A run of records:

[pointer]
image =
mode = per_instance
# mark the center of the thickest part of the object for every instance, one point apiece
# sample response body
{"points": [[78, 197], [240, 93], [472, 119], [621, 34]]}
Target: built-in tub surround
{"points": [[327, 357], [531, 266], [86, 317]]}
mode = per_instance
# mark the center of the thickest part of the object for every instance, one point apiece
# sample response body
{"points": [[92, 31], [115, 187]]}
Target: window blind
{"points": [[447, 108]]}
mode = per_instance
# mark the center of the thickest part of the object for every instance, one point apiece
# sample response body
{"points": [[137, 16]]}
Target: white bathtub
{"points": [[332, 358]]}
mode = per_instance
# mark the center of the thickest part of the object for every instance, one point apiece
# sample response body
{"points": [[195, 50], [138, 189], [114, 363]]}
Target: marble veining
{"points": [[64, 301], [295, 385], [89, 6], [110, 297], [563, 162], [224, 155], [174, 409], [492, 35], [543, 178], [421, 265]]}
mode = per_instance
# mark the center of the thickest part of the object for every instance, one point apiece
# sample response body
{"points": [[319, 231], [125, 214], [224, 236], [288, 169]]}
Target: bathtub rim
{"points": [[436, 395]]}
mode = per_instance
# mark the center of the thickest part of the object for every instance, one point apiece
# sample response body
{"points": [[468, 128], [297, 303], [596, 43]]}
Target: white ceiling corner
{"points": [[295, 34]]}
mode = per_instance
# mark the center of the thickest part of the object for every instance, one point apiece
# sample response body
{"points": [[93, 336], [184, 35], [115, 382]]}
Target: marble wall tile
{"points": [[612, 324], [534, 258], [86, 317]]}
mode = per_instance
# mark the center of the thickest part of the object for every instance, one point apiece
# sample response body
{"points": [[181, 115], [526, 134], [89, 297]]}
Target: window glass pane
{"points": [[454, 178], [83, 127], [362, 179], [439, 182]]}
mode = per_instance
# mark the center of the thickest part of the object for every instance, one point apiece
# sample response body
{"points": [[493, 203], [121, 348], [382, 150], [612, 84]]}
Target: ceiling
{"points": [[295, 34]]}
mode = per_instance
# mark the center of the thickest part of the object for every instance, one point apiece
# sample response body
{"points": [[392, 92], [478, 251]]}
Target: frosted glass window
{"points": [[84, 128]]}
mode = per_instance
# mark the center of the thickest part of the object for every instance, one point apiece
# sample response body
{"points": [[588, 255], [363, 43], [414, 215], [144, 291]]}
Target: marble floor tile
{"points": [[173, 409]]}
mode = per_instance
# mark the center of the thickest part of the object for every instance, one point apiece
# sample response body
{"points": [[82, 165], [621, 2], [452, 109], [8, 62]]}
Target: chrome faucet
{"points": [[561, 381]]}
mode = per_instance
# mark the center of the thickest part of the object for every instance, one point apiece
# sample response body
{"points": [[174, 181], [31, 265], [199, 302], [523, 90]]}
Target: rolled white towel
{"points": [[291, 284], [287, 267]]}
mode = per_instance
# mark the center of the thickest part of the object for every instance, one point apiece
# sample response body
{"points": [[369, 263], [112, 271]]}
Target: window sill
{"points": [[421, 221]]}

Task brief: Which lines contain the word "marble"? Extract each of them in full.

Output for this exercise:
Target: marble veining
Target: marble wall tile
Target: marble floor tile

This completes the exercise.